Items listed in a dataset
--- START ---
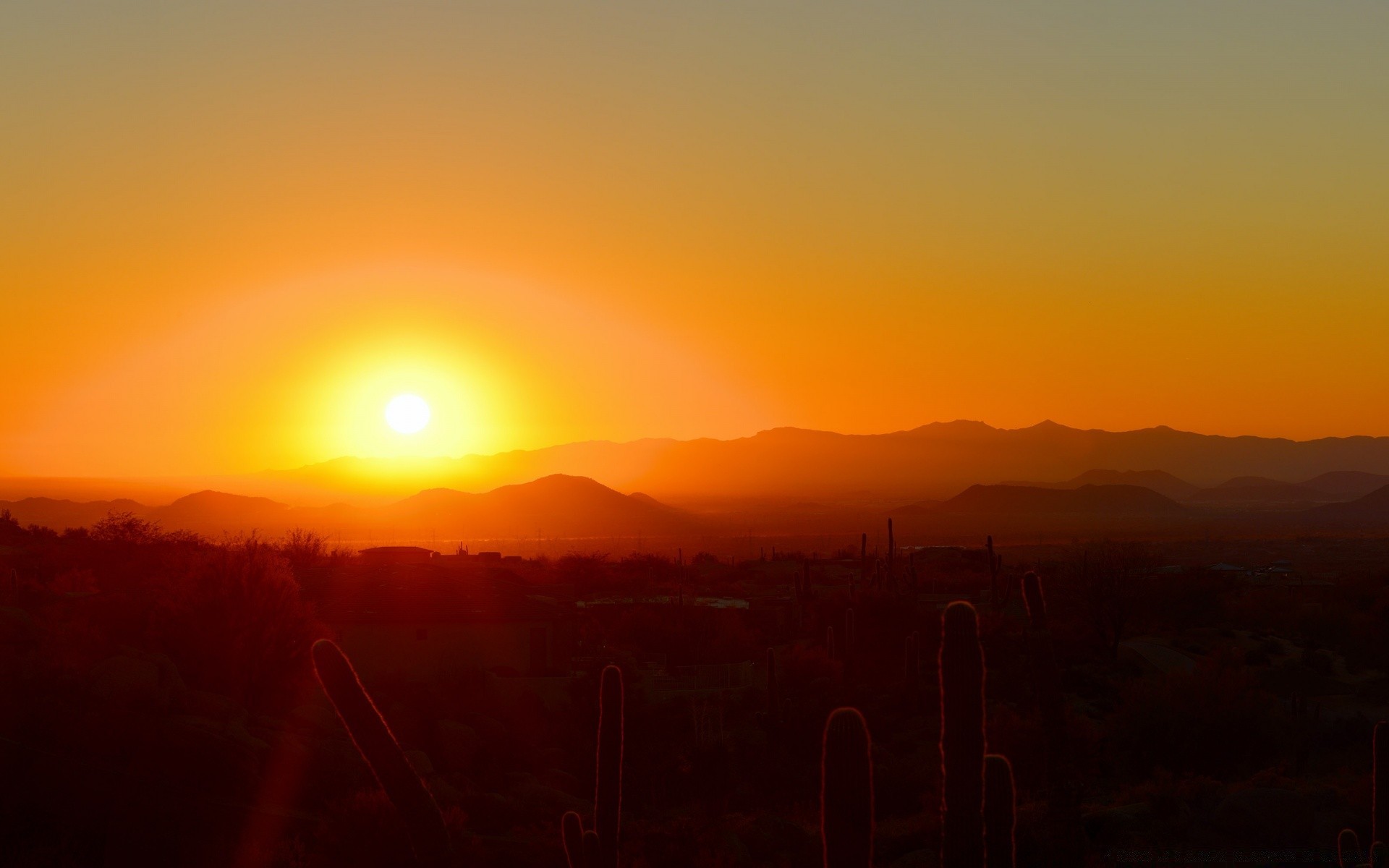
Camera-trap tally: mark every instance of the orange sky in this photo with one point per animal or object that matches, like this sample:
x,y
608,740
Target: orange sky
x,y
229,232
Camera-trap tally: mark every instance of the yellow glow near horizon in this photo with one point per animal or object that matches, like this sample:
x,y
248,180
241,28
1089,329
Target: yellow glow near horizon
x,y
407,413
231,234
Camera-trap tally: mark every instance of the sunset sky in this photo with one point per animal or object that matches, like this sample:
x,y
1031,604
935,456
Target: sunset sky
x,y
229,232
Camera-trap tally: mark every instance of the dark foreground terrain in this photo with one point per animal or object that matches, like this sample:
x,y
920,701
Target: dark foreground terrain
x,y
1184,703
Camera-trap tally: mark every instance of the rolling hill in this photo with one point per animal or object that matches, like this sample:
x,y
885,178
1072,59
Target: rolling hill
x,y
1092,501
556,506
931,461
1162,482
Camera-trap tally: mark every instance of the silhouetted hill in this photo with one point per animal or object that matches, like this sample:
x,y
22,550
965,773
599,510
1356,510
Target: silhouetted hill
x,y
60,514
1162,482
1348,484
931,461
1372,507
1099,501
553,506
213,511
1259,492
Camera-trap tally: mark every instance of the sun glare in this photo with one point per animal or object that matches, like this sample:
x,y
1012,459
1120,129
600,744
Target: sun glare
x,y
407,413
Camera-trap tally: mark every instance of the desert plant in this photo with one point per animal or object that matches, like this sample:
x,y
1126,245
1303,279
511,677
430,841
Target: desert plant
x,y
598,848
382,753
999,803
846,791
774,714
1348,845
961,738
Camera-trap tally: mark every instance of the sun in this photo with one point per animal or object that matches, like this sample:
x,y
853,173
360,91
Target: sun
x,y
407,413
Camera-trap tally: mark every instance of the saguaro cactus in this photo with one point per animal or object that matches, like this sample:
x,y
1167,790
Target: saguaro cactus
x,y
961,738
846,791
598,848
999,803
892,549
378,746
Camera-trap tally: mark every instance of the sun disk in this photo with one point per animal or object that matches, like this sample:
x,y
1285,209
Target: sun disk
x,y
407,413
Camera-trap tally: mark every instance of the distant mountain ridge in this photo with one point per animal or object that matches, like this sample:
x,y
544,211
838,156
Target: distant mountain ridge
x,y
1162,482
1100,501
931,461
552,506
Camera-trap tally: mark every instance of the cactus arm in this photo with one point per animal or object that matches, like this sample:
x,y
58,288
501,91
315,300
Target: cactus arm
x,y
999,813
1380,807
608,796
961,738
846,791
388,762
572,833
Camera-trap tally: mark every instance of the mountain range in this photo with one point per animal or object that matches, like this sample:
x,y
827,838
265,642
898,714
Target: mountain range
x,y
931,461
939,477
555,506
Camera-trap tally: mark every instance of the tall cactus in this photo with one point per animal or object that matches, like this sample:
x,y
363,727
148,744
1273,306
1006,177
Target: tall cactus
--- END ---
Exercise brief: Leaving the pictures aside, write out the entries above exactly.

Answer below:
Camera-trap tally: mark every instance of the orange sky in this photo with one point per animal or object that matches, like this sample:
x,y
608,740
Target: orange sky
x,y
229,232
Camera-trap tally: mark every instance of the yellow glow near horizon in this photo with one point per animal or object that matches, like this sample:
x,y
248,180
241,28
1089,329
Target: yellow glow near horizon
x,y
407,413
231,234
Camera-trap tally: mark every instance of the sunset sky in this photo with one point per animal or object that matches, like this sample:
x,y
1031,604
935,456
Target: sunset sky
x,y
229,232
Camera-trap tally: mark every instance of the dark foreground terrain in this photo with one point per animal or object that matches, like this sample:
x,y
920,701
Target: dark foreground terrain
x,y
1184,703
Camera-trap tally: mark every instance of the rolling hill in this photo with one point per animal or object that matches, like this sample:
x,y
885,178
1072,59
Target: rolling hill
x,y
1092,501
556,506
931,461
1162,482
Camera-trap tally: mark every instance of the silhouetted hill in this photo with one point per animal or object that matches, like this sample:
x,y
22,550
965,773
599,510
1356,510
Target: silhouetted hill
x,y
60,514
1162,482
1348,484
931,461
1372,507
1099,501
553,506
213,511
1259,492
Camera-trap tally: mark every instance of the sun glare in this photo with one point per animal or object that matches, like this sample:
x,y
1012,459
1120,129
600,744
Target: sun glare
x,y
407,413
Camera-trap tally: mark every instance of the desert plant in this photo with one point per animal or object that matches, like this sample:
x,y
1126,245
1303,279
511,677
430,841
Target: desert plant
x,y
598,848
382,753
999,803
846,791
774,714
1348,845
961,738
Camera-trap tally: mark every instance of the sun in this photo with one point per animal or object that matches, like this sample:
x,y
853,173
360,91
Target: sun
x,y
407,413
Camera-trap tally: mark every instance of the saguaro cactus in this photo with one point per animal or object that matches, like this sample:
x,y
1167,790
Target: saguaro cactus
x,y
961,738
846,791
598,848
999,803
892,549
378,746
Camera-trap tally: mark every instance of the sun disk in this photo with one point per animal or object that matches, like this sample:
x,y
1285,209
Target: sun disk
x,y
407,413
Camera-trap tally: mark every instance of the distant mountain ridge in this photo with one point per animal or object that matches, like this sample:
x,y
544,211
838,156
Target: distant mountain ridge
x,y
1162,482
1100,501
931,461
552,506
Camera-trap tally: mark every instance of the cactus arm in this photo with one point per animal or object that matches, like this sample:
x,y
58,288
501,91
315,300
Target: cactus arm
x,y
999,813
1380,807
608,796
961,738
846,791
388,762
572,833
Camera-trap tally: mark every instance of the mountain range in this photo with one point per animal or object that matches, like this sample:
x,y
827,838
265,642
898,714
Target: mountain range
x,y
931,461
939,477
555,506
Camera-trap tally: mark every instance of the tall cactus in this photo with one point per animal or object that matches, like this sample:
x,y
363,727
148,744
1273,306
1006,177
Target: tall cactus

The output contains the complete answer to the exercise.